(Stored entries)
☆ ☆ ☆ ☆ ☆ ☆ ☆

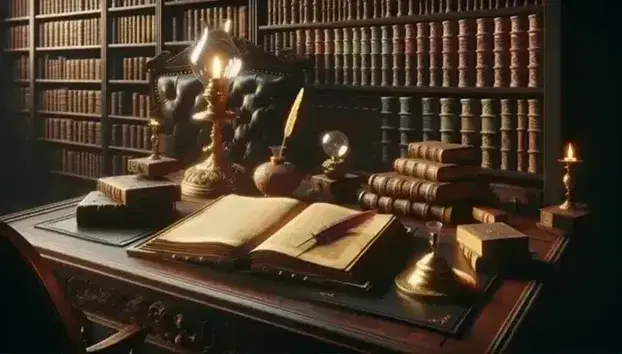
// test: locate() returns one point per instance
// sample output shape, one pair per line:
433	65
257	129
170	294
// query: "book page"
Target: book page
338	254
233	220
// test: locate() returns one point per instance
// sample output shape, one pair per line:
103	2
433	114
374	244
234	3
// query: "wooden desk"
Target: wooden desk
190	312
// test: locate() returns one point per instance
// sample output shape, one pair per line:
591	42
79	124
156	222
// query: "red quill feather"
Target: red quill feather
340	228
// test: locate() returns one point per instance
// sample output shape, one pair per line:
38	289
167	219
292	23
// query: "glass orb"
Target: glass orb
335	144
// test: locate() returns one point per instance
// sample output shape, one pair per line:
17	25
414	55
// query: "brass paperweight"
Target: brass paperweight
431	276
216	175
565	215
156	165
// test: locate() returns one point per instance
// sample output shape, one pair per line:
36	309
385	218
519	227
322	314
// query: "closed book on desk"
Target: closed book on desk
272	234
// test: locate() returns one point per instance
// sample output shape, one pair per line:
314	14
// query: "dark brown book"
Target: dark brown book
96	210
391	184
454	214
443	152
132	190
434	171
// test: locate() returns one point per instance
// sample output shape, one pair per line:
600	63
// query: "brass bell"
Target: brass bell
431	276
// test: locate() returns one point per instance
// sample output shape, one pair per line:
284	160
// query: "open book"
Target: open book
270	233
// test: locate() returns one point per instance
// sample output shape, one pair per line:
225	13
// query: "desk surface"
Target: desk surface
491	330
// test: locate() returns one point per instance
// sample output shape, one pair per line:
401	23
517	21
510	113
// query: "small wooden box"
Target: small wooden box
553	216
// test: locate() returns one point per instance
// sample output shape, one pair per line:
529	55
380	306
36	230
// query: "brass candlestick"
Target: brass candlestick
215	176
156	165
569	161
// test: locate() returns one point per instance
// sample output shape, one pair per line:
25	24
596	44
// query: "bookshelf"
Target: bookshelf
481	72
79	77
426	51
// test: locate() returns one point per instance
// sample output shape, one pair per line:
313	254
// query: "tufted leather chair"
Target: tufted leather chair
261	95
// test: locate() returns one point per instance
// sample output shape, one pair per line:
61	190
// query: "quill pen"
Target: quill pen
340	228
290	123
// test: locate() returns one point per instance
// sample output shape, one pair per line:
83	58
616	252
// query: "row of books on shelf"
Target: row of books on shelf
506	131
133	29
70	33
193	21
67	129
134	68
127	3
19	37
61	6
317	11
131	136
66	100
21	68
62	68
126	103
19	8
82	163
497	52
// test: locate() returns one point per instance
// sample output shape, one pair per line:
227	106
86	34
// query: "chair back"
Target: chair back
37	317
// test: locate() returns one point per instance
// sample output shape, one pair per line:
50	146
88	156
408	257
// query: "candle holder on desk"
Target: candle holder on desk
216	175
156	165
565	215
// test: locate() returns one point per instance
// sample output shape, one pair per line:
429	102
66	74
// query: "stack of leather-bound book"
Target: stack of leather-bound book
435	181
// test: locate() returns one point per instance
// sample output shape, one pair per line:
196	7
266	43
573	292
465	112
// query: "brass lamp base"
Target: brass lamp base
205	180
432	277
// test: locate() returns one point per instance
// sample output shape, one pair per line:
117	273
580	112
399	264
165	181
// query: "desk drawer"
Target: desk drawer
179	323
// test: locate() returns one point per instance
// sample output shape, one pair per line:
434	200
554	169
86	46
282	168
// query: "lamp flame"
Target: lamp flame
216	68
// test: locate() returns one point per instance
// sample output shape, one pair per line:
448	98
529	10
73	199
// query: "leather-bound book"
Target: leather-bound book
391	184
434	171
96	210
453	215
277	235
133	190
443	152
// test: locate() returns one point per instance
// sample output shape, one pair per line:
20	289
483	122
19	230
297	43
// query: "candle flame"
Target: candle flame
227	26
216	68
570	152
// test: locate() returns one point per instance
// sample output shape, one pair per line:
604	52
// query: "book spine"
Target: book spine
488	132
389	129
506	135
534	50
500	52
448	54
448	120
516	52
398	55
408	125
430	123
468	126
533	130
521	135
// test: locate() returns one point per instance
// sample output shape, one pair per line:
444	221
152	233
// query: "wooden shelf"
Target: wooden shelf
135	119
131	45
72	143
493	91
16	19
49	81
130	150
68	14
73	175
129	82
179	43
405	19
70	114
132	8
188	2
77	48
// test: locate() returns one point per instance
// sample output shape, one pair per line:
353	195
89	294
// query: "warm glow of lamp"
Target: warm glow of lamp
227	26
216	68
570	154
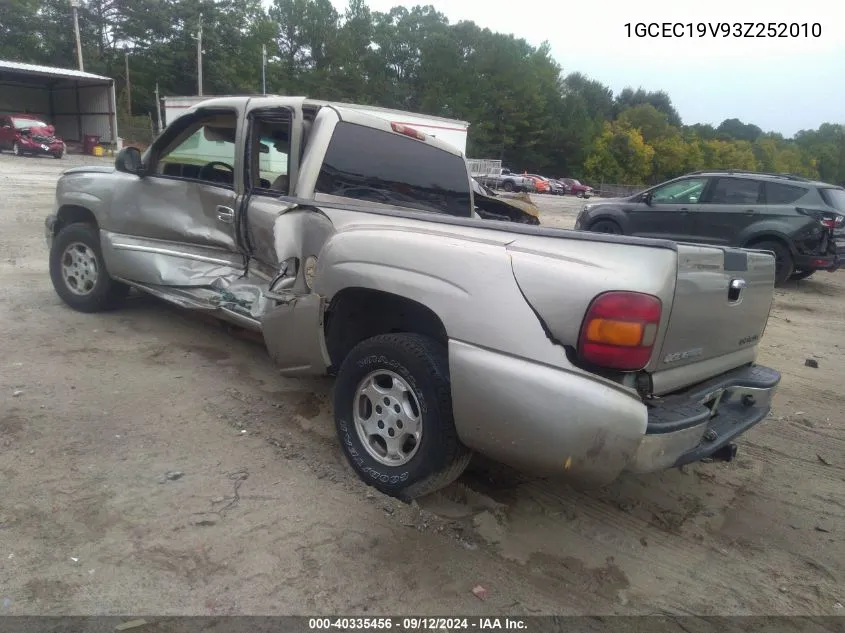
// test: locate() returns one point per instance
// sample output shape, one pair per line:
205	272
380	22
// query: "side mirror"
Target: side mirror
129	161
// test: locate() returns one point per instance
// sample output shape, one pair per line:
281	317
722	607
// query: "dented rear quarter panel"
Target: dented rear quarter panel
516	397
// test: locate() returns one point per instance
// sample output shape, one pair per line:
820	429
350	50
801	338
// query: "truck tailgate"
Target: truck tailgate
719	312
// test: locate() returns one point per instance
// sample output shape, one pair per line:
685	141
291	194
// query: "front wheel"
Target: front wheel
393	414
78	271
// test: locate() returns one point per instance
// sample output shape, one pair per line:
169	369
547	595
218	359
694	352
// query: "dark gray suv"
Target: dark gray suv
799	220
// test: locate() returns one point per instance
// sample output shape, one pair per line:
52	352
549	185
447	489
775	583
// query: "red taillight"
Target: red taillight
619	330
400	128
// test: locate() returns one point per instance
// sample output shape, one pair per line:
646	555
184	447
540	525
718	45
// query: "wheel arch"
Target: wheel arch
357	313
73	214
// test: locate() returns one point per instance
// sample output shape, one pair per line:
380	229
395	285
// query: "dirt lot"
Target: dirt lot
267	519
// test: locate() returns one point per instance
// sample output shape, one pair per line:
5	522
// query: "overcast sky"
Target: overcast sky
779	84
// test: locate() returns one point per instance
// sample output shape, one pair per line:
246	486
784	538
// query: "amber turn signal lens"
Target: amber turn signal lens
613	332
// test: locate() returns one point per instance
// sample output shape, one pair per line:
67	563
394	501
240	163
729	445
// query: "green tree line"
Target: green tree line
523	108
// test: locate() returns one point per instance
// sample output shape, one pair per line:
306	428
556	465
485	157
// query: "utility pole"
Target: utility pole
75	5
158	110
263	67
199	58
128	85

☆ ☆ ☆ ☆ ☆ ☆ ☆

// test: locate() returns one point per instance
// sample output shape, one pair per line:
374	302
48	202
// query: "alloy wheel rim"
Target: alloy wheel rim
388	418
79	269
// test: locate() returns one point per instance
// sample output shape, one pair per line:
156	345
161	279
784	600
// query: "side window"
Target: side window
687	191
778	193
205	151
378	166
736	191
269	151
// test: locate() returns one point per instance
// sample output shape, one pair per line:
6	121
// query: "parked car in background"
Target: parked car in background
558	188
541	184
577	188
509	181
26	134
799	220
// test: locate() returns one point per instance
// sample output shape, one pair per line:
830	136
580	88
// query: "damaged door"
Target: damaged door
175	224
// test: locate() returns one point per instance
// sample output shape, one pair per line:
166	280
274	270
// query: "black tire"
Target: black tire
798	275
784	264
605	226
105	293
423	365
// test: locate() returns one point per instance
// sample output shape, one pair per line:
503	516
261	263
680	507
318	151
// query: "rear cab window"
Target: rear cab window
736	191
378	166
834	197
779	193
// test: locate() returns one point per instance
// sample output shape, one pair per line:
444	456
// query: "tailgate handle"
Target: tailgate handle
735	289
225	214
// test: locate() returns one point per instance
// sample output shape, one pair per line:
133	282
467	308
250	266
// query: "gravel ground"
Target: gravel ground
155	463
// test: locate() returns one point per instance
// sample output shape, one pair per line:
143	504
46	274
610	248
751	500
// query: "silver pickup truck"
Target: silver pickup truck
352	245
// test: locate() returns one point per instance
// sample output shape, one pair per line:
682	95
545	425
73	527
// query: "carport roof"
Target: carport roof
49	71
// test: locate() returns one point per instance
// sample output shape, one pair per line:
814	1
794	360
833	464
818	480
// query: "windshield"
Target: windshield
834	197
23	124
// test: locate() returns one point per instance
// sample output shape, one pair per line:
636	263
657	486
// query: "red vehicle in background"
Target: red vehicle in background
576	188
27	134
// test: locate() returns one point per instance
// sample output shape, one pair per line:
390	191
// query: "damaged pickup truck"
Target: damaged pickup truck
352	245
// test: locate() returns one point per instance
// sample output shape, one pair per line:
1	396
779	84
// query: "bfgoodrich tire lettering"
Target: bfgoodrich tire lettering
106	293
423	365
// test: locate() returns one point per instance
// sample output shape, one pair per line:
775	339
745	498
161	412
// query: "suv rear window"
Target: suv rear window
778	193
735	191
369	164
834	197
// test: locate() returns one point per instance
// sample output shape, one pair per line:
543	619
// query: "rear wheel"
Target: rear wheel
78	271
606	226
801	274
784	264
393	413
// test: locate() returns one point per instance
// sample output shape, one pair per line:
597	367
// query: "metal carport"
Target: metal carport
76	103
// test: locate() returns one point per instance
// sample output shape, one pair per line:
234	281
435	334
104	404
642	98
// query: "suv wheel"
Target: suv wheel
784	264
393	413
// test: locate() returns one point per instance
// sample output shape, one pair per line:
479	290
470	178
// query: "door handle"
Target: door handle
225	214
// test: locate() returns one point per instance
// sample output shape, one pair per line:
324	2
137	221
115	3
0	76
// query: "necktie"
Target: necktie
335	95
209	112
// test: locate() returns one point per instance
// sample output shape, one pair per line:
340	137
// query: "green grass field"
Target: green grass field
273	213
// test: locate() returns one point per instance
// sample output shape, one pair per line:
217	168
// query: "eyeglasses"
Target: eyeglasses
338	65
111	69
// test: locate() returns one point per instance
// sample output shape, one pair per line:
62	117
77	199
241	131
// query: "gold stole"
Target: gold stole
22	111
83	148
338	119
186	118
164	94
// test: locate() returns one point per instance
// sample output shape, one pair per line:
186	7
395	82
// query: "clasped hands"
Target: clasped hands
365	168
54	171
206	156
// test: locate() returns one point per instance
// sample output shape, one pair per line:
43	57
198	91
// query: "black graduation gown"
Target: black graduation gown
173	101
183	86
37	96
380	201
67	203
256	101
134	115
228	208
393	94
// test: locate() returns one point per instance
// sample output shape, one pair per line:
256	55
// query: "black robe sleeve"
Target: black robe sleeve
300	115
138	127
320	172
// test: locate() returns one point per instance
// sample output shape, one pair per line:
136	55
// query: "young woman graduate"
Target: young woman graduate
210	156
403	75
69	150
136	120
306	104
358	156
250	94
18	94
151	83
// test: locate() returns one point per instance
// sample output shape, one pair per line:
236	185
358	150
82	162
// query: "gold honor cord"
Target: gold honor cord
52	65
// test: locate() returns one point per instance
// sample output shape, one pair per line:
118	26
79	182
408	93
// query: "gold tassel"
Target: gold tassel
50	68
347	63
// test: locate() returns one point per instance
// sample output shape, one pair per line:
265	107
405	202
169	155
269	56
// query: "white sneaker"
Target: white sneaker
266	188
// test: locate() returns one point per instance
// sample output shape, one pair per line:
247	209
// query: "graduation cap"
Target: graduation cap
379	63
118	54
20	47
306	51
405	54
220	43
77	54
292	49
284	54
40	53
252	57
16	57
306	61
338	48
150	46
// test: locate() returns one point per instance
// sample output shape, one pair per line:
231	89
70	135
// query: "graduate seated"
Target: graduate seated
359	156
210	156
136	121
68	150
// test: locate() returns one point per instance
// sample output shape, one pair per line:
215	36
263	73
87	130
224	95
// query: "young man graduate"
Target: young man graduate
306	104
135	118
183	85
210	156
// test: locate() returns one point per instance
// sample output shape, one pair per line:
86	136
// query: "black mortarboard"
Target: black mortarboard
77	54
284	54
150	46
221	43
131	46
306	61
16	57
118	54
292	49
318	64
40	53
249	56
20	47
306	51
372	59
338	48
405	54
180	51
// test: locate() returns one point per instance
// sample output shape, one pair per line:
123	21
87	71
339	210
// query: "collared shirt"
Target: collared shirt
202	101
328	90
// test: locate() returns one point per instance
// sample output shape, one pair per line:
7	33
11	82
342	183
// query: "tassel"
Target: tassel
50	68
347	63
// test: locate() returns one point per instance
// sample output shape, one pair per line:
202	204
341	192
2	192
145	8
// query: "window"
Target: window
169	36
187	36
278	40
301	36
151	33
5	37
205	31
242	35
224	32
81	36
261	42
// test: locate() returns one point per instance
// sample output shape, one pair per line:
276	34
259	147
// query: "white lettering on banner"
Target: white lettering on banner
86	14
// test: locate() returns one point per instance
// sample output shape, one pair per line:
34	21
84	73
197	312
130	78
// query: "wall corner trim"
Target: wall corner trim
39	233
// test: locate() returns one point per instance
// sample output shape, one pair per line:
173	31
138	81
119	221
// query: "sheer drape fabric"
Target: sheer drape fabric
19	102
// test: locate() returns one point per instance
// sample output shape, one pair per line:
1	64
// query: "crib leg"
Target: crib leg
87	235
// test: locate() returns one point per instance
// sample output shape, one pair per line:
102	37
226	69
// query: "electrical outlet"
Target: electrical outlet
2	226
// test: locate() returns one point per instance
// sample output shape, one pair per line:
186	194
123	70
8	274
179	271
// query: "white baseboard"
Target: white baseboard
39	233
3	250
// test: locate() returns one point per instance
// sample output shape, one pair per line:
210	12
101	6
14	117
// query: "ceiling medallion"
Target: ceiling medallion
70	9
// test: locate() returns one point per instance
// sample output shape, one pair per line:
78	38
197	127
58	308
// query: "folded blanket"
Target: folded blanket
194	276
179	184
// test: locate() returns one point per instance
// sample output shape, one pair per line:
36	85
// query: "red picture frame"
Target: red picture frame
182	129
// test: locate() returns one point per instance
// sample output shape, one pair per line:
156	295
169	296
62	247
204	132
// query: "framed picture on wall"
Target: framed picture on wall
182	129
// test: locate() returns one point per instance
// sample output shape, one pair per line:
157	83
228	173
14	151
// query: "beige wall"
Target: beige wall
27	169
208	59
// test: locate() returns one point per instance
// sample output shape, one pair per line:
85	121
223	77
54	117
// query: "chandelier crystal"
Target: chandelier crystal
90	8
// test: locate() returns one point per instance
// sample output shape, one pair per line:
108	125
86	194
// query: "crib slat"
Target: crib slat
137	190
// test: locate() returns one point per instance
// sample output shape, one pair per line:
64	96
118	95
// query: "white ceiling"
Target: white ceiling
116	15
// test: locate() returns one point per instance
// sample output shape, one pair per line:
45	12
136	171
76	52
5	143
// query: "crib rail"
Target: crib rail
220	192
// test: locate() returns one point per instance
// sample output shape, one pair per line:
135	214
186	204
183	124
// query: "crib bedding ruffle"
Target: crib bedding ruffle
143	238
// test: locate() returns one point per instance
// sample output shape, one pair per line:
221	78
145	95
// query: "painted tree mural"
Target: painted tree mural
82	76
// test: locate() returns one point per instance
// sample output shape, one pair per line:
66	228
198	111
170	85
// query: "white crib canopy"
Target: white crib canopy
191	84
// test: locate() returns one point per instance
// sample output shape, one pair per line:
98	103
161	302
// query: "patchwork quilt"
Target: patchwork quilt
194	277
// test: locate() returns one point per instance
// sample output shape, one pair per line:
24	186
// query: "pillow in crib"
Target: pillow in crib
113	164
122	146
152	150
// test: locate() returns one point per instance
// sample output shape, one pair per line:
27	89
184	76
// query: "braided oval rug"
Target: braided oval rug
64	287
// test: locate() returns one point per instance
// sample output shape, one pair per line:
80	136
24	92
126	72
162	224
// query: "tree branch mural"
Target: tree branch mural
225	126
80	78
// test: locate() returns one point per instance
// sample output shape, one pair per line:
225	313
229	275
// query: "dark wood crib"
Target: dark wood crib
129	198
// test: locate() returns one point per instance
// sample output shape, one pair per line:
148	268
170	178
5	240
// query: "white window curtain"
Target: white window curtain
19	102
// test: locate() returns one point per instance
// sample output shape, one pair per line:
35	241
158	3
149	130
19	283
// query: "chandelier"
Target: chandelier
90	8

☆ ☆ ☆ ☆ ☆ ☆ ☆

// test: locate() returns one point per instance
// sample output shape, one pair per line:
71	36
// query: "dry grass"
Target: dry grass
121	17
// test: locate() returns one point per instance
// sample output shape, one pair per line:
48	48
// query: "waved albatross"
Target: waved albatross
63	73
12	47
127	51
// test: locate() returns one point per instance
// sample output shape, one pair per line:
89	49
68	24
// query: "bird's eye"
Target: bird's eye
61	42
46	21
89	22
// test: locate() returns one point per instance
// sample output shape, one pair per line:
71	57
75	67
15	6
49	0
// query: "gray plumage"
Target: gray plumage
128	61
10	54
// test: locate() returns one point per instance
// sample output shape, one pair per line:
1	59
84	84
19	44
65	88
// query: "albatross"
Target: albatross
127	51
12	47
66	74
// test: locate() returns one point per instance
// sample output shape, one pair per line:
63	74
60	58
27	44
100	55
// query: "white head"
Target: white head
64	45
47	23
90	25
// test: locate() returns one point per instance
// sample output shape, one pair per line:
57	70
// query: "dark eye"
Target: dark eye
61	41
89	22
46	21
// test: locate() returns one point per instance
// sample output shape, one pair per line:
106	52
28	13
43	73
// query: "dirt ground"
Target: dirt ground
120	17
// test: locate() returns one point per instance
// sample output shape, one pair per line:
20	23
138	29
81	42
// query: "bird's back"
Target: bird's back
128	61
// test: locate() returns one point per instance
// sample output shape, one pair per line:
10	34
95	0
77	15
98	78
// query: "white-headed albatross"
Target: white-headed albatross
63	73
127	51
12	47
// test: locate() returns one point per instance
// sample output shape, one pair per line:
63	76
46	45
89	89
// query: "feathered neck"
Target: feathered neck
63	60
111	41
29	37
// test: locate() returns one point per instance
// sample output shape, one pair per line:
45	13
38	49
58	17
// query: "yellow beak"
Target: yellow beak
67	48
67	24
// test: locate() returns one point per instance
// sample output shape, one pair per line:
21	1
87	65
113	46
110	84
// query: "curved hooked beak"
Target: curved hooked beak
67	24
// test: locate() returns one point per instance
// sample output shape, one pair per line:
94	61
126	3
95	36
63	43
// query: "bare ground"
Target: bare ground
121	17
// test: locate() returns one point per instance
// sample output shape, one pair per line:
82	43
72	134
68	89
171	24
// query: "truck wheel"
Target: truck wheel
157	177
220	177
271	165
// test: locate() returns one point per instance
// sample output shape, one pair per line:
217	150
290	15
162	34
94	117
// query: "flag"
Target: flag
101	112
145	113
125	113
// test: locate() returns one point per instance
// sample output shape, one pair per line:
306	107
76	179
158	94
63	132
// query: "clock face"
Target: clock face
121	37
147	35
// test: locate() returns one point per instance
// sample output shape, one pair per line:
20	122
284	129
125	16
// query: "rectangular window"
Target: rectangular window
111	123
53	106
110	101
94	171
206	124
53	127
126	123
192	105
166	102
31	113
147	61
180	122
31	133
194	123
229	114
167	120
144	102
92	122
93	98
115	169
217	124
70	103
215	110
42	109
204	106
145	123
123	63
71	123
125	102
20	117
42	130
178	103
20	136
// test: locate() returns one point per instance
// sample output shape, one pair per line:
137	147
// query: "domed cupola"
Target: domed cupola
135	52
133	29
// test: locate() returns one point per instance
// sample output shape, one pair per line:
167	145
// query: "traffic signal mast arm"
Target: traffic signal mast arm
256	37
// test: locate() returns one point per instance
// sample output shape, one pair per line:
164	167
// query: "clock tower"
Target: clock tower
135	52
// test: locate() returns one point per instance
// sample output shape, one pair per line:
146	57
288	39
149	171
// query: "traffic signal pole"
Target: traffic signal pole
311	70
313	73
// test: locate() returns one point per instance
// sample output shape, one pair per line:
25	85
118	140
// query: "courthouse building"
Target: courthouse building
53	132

☆ ☆ ☆ ☆ ☆ ☆ ☆

The task: Please gather every line in the items above that contains the string "clock", copying each one.

The answer:
// query: "clock face"
Target: clock face
// query: "clock tower"
Target: clock tower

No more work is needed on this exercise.